# Start of ENTRIES
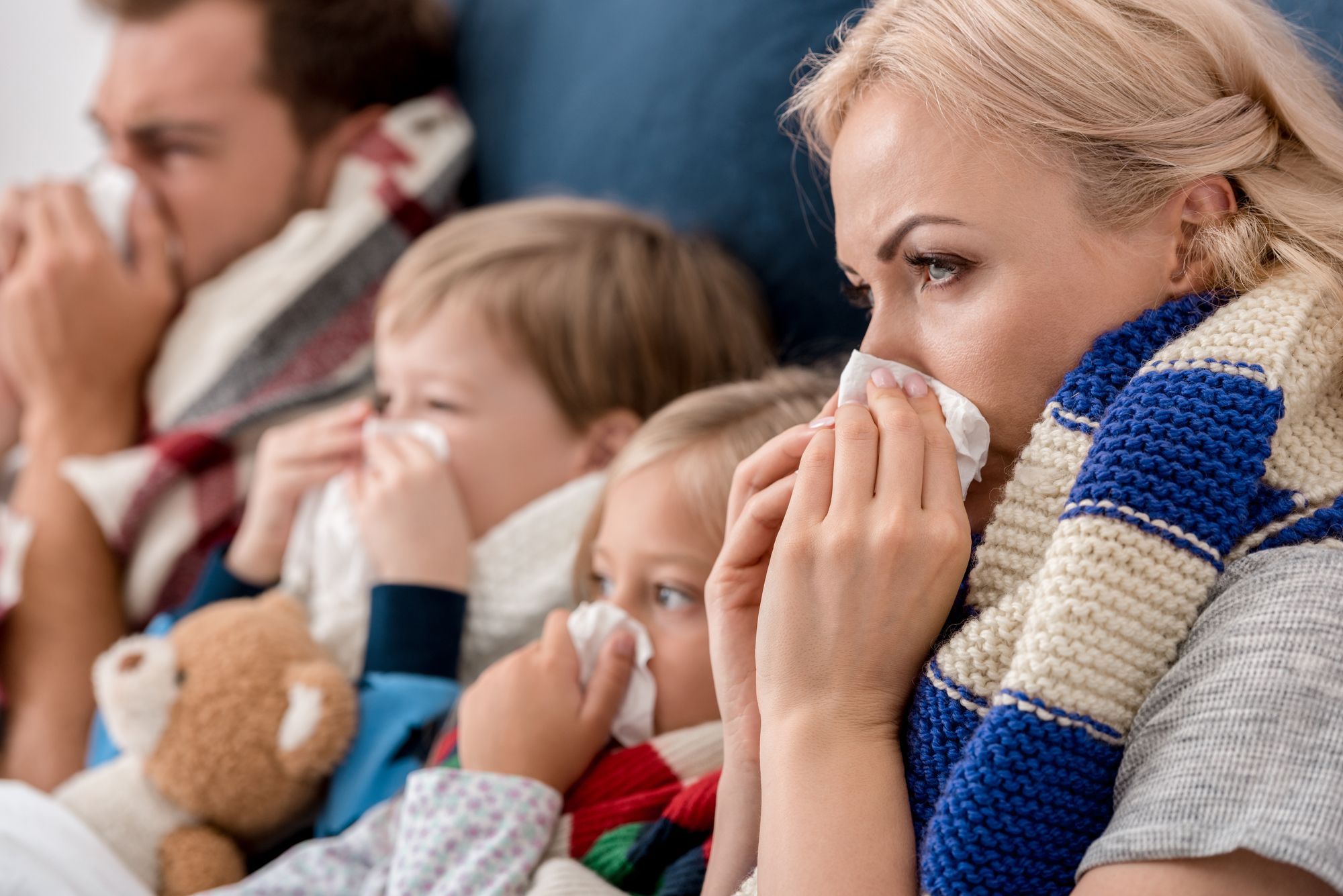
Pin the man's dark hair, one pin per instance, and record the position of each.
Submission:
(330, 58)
# End of ENTRIES
# Start of ENTRIES
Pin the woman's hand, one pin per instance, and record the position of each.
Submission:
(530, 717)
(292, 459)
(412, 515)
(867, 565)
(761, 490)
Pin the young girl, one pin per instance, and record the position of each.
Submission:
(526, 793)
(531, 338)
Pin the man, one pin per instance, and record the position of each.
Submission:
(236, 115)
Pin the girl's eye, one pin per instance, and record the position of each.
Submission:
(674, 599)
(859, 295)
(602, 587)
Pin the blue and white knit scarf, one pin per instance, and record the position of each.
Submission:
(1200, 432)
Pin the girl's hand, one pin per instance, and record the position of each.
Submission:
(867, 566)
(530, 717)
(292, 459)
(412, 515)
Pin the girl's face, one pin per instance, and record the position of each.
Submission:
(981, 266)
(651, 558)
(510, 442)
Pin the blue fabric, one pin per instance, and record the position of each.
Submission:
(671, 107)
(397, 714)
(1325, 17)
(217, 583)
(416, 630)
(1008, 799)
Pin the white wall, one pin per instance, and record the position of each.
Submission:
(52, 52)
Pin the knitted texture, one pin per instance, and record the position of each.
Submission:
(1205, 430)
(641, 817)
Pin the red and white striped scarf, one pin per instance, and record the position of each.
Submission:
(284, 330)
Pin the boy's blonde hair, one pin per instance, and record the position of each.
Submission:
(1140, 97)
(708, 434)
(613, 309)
# End of ENTRIES
# Start of ENTRIES
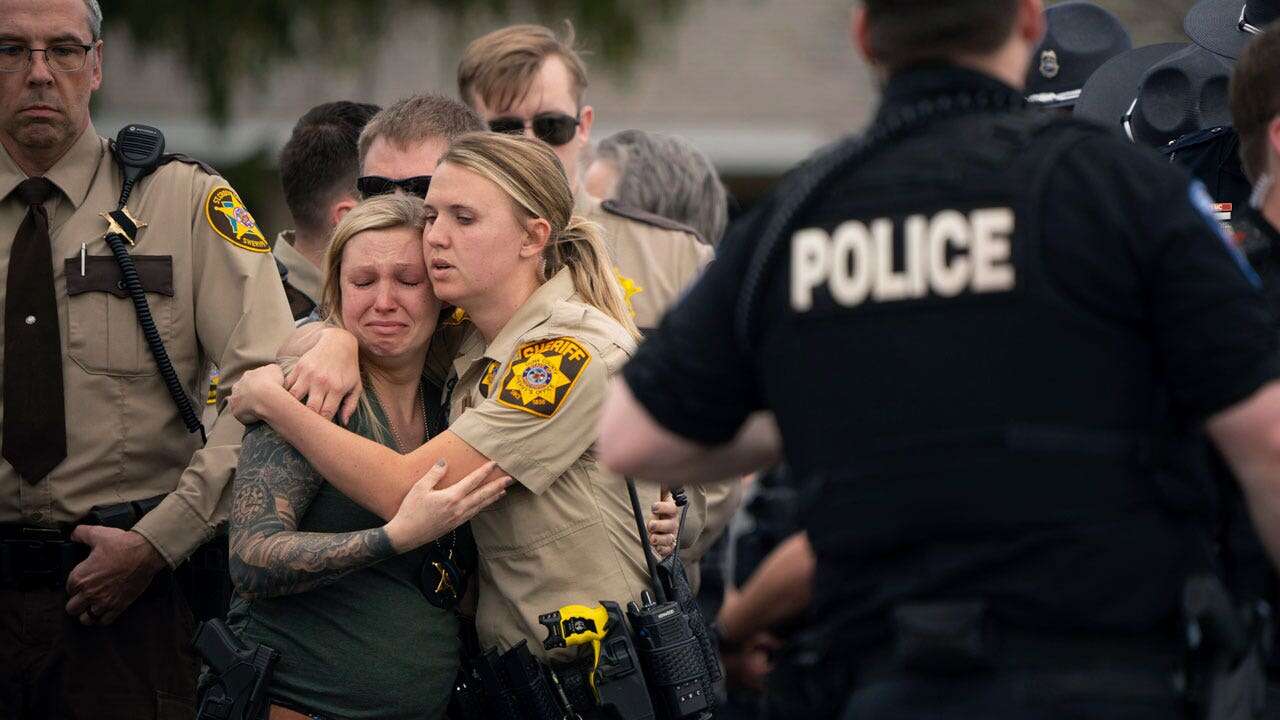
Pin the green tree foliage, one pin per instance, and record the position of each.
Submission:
# End of ENTRIES
How many lines in the listing above contain the word "hair", with case counting? Give only the number.

- **SOLUTION**: 2